- **WHAT YOU NEED TO DO**
Please extract the records below between the line holding "One point lands on each instance of the tree canopy;" and the line holding "(1008, 374)", inclusive, and repeat those lines exactly.

- **SOURCE DATA**
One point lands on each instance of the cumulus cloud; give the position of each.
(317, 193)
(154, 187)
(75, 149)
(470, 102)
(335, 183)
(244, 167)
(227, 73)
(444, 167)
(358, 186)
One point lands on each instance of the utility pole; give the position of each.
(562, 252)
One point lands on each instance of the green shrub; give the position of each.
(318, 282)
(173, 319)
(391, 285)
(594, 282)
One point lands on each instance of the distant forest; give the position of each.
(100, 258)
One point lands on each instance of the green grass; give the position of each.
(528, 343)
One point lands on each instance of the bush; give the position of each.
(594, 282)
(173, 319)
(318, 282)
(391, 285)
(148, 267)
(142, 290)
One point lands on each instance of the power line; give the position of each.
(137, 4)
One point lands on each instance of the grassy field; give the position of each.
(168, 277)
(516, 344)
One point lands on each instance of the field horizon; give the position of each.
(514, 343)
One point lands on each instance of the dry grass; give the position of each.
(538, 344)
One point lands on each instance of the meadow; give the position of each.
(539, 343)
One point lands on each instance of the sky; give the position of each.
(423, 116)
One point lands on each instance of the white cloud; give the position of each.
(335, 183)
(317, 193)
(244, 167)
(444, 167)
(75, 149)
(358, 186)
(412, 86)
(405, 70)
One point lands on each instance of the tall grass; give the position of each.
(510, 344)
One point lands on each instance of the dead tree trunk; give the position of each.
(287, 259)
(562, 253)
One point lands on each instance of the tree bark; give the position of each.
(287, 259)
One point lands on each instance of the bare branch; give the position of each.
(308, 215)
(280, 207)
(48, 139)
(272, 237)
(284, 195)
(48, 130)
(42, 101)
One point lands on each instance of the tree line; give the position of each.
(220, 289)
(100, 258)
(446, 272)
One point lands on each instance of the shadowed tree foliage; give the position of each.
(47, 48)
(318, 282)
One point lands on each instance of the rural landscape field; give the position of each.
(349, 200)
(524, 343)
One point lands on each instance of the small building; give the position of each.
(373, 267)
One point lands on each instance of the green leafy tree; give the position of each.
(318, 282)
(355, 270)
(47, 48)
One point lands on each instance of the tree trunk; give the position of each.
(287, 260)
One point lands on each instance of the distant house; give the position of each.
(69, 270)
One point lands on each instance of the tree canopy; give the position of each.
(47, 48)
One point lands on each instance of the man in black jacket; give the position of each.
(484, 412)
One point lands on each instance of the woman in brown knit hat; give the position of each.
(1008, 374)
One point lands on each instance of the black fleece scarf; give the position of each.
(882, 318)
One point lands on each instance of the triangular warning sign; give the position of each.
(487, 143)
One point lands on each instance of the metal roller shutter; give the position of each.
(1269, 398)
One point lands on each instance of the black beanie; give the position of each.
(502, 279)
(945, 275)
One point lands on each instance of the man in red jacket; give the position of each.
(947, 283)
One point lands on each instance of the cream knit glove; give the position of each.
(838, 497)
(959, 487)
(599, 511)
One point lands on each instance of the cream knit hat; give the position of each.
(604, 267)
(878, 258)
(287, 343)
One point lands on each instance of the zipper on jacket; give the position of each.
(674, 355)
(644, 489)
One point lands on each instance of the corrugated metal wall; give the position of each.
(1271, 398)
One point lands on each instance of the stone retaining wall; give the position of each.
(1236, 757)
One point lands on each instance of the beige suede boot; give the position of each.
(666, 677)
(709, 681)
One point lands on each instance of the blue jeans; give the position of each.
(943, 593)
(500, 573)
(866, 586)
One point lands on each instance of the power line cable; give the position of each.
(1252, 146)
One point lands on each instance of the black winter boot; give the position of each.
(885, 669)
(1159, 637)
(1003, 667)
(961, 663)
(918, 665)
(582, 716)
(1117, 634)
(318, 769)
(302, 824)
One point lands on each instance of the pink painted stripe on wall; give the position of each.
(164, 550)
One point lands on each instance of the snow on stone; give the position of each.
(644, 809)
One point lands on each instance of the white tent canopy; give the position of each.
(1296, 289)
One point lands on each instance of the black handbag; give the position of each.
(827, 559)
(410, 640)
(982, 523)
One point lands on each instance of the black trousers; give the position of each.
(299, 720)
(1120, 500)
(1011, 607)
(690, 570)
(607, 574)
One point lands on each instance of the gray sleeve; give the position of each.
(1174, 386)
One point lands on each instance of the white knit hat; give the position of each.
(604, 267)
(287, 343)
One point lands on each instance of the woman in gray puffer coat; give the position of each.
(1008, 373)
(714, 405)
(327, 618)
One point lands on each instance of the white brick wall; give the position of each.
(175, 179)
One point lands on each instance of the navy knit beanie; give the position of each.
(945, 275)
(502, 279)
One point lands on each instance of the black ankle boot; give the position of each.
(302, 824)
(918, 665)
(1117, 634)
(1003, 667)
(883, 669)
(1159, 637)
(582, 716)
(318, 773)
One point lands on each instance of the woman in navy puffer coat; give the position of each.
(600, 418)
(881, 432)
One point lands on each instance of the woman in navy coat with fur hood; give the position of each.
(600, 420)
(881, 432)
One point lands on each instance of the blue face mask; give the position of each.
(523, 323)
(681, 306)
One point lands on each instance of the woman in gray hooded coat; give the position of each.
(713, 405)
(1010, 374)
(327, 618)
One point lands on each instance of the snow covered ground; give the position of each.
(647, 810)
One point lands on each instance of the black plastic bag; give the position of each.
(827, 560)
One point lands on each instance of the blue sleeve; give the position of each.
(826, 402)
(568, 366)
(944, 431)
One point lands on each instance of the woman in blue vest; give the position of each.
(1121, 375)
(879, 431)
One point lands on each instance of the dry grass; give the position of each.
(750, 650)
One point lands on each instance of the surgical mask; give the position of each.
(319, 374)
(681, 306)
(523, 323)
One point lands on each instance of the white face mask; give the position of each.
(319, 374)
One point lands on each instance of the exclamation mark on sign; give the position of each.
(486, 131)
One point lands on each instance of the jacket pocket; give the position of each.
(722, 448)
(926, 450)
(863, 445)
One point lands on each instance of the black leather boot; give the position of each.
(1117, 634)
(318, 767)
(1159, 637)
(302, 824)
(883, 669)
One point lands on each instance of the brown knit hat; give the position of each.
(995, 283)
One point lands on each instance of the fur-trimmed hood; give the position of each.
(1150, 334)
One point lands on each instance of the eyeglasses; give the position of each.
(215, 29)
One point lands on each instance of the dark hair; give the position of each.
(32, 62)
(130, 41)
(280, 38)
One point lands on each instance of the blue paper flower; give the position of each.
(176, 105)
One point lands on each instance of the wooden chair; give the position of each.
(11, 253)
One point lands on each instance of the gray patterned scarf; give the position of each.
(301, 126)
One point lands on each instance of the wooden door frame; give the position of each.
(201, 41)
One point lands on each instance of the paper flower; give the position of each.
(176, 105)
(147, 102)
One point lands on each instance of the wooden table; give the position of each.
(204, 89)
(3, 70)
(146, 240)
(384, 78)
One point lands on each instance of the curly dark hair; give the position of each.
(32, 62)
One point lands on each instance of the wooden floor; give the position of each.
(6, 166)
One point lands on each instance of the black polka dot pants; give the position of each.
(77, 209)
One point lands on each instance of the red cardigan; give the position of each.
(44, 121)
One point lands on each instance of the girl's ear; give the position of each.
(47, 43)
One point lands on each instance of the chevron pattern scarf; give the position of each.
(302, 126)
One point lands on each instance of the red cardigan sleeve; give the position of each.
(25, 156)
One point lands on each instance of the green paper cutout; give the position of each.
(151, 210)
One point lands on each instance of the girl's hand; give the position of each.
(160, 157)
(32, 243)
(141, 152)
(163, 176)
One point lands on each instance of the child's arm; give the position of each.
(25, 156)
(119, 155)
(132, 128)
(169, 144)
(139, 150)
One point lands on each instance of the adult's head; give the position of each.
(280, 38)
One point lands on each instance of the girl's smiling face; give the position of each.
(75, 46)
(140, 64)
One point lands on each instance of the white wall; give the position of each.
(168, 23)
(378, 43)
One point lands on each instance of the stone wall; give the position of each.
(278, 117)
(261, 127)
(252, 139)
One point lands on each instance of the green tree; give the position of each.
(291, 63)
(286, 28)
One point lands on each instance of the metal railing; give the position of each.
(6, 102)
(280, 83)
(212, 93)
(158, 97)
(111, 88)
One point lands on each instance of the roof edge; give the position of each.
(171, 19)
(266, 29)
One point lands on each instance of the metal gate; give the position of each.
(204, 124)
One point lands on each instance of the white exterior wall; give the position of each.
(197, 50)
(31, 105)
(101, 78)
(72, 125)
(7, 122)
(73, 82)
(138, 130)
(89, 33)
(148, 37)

- **RESULT BELOW**
One point lands on each instance of the tree canopy; give the position of each.
(47, 48)
One point lands on each instance of the man in black jacket; give the position of each.
(484, 412)
One point lands on each instance of the woman in brown knit hat; give the position of each.
(1008, 374)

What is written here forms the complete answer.